* [Work to complete]
Which of the lines below contain the string "above", with case counting? Gather every such line and copy each one in full.

** START OF Entries shown **

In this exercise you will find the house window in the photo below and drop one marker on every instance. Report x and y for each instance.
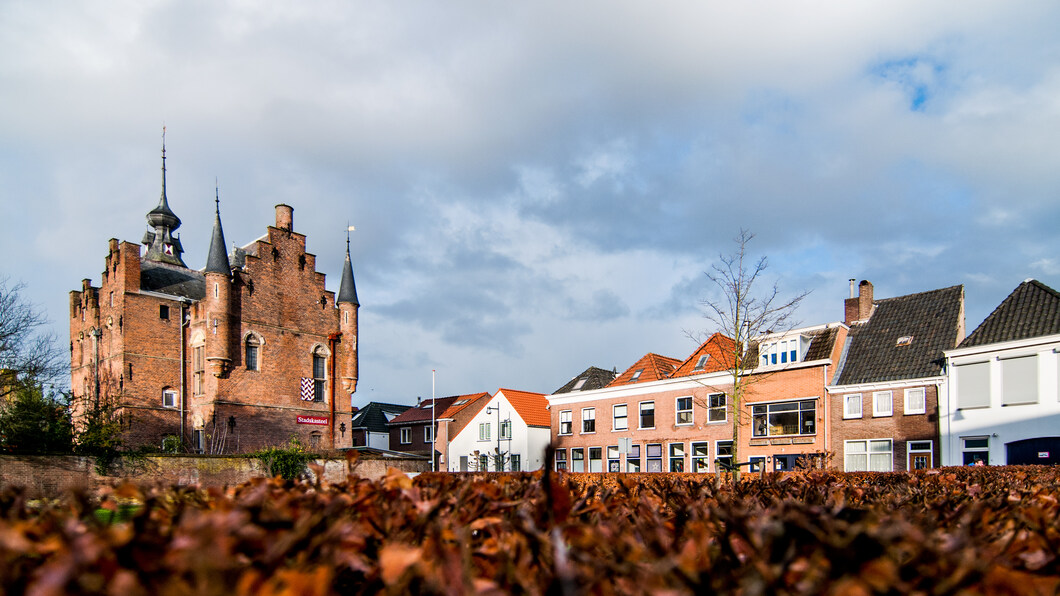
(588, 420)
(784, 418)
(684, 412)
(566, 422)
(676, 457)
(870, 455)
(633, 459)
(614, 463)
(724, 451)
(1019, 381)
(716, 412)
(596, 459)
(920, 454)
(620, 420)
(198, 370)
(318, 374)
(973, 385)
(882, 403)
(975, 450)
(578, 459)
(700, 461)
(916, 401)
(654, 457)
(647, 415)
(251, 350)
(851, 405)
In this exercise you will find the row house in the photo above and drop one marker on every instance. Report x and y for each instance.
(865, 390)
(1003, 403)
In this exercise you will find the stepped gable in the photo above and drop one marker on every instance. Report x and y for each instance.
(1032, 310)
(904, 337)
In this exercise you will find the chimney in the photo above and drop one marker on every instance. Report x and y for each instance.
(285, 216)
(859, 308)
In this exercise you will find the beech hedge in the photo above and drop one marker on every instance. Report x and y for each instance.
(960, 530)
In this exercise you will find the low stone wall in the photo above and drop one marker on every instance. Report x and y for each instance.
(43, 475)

** END OF Entries shown **
** START OF Entries shown **

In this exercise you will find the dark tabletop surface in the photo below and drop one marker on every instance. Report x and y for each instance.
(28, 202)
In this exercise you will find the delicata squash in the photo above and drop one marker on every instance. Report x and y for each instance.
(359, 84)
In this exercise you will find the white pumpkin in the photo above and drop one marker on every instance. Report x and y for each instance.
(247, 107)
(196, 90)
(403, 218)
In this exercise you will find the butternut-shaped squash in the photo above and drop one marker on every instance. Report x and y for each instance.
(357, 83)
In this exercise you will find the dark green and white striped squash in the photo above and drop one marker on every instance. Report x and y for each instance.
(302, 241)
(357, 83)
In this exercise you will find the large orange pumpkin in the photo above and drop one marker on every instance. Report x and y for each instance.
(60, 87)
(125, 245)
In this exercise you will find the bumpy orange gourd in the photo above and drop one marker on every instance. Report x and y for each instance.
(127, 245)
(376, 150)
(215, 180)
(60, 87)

** END OF Entries shown **

* [Result for this task]
In this exercise you will find the row house in the photo above and drop one marker on every instance. Report x and y for each instance.
In this exercise you will find the stepped gable in the photo above and drop one marker on every instance. Report x and y for each instance.
In this exercise you will find the chimney in the photo above and drop one marker on every instance. Report x and y for each instance.
In this exercise you will find the beech hedge in the photo above and drop one marker on every instance. Report x and y for each instance.
In this exercise you will find the low stone wall in the photo above and drop one marker on every instance. Report x and y for each instance.
In this exercise you will find the delicata squash in the photo above and drop one marker on every instance. Report x and y for each instance.
In this exercise you will find the white pumpkin in the photo above and drop one marker on every instance. Report x and y for each instance.
In this exercise you will find the butternut-shaped squash in the photo above and drop one marker on every instance. Report x and y for each instance.
In this exercise you will find the dark green and white striped squash in the photo above and drop one marker on every instance. Report x and y for each instance.
In this exercise you will find the large orange pumpkin in the photo above and drop one marker on every instance. Report x and y for each instance.
In this exercise you will find the bumpy orange gourd in the photo above and drop one marker on every instance. Report x and y for each instance.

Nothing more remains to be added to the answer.